WHAT YOU HAVE TO DO — Repeat the data exactly, so that every line matches the original.

DATA —

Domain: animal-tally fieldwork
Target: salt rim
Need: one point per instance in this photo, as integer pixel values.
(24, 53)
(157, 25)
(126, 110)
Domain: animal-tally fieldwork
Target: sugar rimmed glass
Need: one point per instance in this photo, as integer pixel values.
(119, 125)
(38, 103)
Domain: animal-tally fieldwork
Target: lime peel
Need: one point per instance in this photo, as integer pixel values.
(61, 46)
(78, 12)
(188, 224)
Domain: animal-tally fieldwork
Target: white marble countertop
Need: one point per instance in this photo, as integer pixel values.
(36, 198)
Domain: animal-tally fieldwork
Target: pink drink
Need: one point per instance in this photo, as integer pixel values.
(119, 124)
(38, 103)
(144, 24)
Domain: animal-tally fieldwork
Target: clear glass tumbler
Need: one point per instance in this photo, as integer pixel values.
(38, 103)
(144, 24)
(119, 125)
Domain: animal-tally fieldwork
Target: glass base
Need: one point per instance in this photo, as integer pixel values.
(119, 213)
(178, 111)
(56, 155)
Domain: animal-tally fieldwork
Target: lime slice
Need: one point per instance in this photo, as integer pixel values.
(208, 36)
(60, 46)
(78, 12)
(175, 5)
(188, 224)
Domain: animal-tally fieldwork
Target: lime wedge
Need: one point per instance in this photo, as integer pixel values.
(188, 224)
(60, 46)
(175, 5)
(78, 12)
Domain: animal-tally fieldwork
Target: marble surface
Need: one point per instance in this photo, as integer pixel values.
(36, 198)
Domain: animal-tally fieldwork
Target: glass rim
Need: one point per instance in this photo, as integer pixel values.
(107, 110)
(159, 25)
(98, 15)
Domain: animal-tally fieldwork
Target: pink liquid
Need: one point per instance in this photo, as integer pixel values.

OUTPUT FOR THIS TASK —
Domain: animal-tally fieldwork
Target: salt rim
Need: one point per instance in this photo, as integer pixel values.
(24, 53)
(157, 25)
(126, 110)
Domain: animal-tally fieldwork
Target: sugar rimmed glass
Need: one point per instance in this photo, as integer pixel values.
(119, 125)
(38, 103)
Domain: animal-tally fieldwork
Target: lime peel
Need: one point per instance in this photo, as integer pixel values.
(61, 46)
(78, 12)
(188, 224)
Domain: animal-tally fieldwork
Target: white marble countertop
Need: one point per instance in this photo, as integer pixel values.
(36, 198)
Domain: animal-tally fieldwork
Target: pink drink
Need: one point per instance in this photo, as integer pixel values.
(119, 124)
(38, 103)
(144, 24)
Domain: animal-tally fieldwork
Target: clear glass tumbler
Need: one point per instance in this photo, as integer pixel values.
(38, 103)
(144, 24)
(119, 125)
Domain: animal-tally fieldwork
Target: glass base
Need: one point per instance in this photo, as integer pixel values.
(119, 213)
(178, 111)
(56, 155)
Domain: animal-tally fieldwork
Target: lime slice
Need: one point per instance in this photo, as integer pixel values.
(208, 36)
(60, 46)
(78, 12)
(175, 5)
(188, 224)
Domain: animal-tally fieldwork
Target: lime wedge
Need: one point per instance in this photo, as integer pixel values.
(188, 224)
(60, 46)
(175, 5)
(78, 12)
Domain: animal-tally fieldwork
Target: marble surface
Need: one point per instance in this photo, as integer pixel values.
(36, 198)
Domain: animal-tally fieldwork
Target: glass rim
Need: one point per instance in this photo, as integer pixel values.
(107, 110)
(159, 25)
(98, 15)
Domain: animal-tally fieldwork
Target: pink liquid
Need: one point per instance in this photo, as integer pixel values.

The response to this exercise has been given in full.